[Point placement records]
----

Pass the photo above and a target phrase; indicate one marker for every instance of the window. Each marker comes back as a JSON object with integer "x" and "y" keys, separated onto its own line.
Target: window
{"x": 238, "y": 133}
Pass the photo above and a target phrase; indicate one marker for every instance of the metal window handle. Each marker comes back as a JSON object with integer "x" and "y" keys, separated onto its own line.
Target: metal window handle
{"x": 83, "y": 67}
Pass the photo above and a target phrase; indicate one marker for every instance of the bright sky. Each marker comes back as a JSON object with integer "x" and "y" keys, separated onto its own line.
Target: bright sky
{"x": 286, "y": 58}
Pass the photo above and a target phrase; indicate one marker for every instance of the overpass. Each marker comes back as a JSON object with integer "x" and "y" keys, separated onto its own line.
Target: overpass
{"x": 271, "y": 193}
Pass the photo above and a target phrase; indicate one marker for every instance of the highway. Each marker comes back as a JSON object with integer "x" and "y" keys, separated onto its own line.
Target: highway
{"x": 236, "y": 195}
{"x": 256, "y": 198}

----

What you should do ::
Your task is to reproduce the whole listing exactly.

Solution for this exercise ::
Pass the photo above and a target phrase; indicate one marker for every instance of the window. Each marker comes back as a JSON object with integer "x" and "y" keys, separated onto its own line.
Target: window
{"x": 238, "y": 133}
Pass the photo above and a target phrase; indicate one marker for every instance of the metal window handle. Each marker comes back as a JSON object with integer "x" and "y" keys, separated onto its own line.
Target: metal window handle
{"x": 83, "y": 67}
Pass the photo above and a target phrase; indicate one marker for every instance of the bright sky. Each marker comes back as a JSON object with integer "x" and "y" keys, separated onto its own line.
Target: bright sky
{"x": 286, "y": 58}
Pass the photo above and a target phrase; indicate one marker for every instance of the overpass. Each marker comes back as a JSON object with integer "x" and "y" keys, separated onto its own line.
Target: overpass
{"x": 271, "y": 193}
Pass the photo above and a target phrase; indicate one marker for every instance of the highway. Each marker comes back as a JSON object with integer "x" and "y" keys, separated onto its own line.
Target: highway
{"x": 236, "y": 195}
{"x": 256, "y": 198}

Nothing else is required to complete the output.